Your goal:
Everything from the line containing "Habitat-count request: mark the black" through the final line of the records must be transcribed verbatim; nothing else belongs in the result.
─── Supplied entries
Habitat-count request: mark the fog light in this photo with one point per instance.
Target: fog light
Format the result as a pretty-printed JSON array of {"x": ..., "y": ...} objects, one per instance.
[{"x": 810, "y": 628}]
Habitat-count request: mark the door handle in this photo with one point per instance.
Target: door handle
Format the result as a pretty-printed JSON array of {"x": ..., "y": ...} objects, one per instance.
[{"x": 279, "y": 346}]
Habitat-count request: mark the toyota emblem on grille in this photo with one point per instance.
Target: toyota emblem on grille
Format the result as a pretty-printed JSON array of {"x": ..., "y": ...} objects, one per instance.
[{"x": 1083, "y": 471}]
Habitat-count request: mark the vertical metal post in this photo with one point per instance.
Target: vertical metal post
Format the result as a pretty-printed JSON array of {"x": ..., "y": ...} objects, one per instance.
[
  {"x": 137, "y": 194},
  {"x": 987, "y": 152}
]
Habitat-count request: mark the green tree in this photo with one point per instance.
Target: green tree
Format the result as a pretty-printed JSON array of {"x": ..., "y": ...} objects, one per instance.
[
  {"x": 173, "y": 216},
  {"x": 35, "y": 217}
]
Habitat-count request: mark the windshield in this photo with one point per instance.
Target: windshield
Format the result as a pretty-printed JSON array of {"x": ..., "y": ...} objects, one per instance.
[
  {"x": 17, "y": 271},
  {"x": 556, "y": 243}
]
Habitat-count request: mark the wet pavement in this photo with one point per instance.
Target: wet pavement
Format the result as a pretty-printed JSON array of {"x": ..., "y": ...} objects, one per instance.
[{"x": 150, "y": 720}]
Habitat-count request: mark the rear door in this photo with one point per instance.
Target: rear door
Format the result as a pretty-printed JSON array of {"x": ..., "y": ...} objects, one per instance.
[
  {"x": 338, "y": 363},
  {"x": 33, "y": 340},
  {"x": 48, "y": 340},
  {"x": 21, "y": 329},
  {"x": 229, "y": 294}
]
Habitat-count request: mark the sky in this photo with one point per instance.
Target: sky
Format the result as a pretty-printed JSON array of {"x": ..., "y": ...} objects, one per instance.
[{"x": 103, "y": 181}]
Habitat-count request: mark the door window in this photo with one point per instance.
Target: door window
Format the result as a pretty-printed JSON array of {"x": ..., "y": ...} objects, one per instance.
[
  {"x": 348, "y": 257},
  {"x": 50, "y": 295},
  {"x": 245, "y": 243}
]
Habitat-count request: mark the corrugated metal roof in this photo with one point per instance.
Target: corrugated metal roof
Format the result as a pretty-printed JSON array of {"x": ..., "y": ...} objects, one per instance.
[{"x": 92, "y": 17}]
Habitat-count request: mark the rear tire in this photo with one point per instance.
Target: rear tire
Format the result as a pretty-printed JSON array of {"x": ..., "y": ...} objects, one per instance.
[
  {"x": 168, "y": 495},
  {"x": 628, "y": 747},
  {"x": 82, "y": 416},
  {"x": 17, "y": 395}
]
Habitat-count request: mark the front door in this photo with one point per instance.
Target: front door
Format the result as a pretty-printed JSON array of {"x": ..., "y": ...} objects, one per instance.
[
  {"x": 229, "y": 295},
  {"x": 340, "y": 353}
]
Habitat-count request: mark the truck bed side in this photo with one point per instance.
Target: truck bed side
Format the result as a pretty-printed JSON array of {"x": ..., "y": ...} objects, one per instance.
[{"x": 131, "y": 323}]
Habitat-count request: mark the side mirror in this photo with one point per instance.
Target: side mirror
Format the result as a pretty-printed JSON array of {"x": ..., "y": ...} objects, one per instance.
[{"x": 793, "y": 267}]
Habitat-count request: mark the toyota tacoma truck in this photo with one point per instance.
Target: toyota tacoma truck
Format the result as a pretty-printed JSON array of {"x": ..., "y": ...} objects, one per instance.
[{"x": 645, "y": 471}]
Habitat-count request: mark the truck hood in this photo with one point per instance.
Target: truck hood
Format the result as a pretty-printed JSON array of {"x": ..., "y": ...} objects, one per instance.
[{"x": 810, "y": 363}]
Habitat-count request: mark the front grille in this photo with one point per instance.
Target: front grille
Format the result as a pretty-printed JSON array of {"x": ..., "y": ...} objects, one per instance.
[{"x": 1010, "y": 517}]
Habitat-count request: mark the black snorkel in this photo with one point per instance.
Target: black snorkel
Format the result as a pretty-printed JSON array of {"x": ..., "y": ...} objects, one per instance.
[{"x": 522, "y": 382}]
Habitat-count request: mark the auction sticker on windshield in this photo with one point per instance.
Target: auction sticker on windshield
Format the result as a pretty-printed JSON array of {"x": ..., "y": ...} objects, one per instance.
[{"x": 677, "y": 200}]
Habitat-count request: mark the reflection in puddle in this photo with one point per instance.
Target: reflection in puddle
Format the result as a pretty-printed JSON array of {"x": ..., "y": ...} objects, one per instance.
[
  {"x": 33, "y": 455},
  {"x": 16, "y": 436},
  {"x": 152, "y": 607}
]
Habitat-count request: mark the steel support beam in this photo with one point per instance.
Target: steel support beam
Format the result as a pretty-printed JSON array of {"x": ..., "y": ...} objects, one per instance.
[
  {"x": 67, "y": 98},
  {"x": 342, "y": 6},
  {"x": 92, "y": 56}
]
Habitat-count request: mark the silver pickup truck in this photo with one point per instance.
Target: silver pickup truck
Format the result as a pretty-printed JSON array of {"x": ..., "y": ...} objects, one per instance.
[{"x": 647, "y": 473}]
──────
Correct output:
Habitat-count request: mark the black snorkel in this photo with one point per instance.
Target: black snorkel
Format the result as a pretty-printed JSON array of {"x": ..., "y": ...} objects, one per instance.
[{"x": 522, "y": 382}]
Habitat-count request: mark the auction sticker on windshield in this photo with one point per instance.
Target: auction sticker on windshield
Format the result as a pretty-printed JSON array of {"x": ..., "y": ...} objects, one per instance.
[{"x": 677, "y": 200}]
Habitat-count request: mark the reflection in puddle in this photo with one point per instance.
Target: reflection in puddle
Format the result as a pretty-printed JSON array of {"x": ..., "y": ...} objects, one per instance.
[
  {"x": 33, "y": 455},
  {"x": 16, "y": 436},
  {"x": 152, "y": 607}
]
Habitat-count request: mark the steel support beam in this photo with one point per instance.
Target: steel support beam
Format the result as a pretty-printed JSON array of {"x": ..., "y": ...} objects, one per instance.
[
  {"x": 67, "y": 98},
  {"x": 342, "y": 6},
  {"x": 92, "y": 56}
]
Habitat-count request: mark the silver pickup truck in this photo with one point per instance.
Target: silver pickup truck
Format the result as a pretty-printed JSON array of {"x": ..., "y": ...} objects, one per instance.
[{"x": 647, "y": 473}]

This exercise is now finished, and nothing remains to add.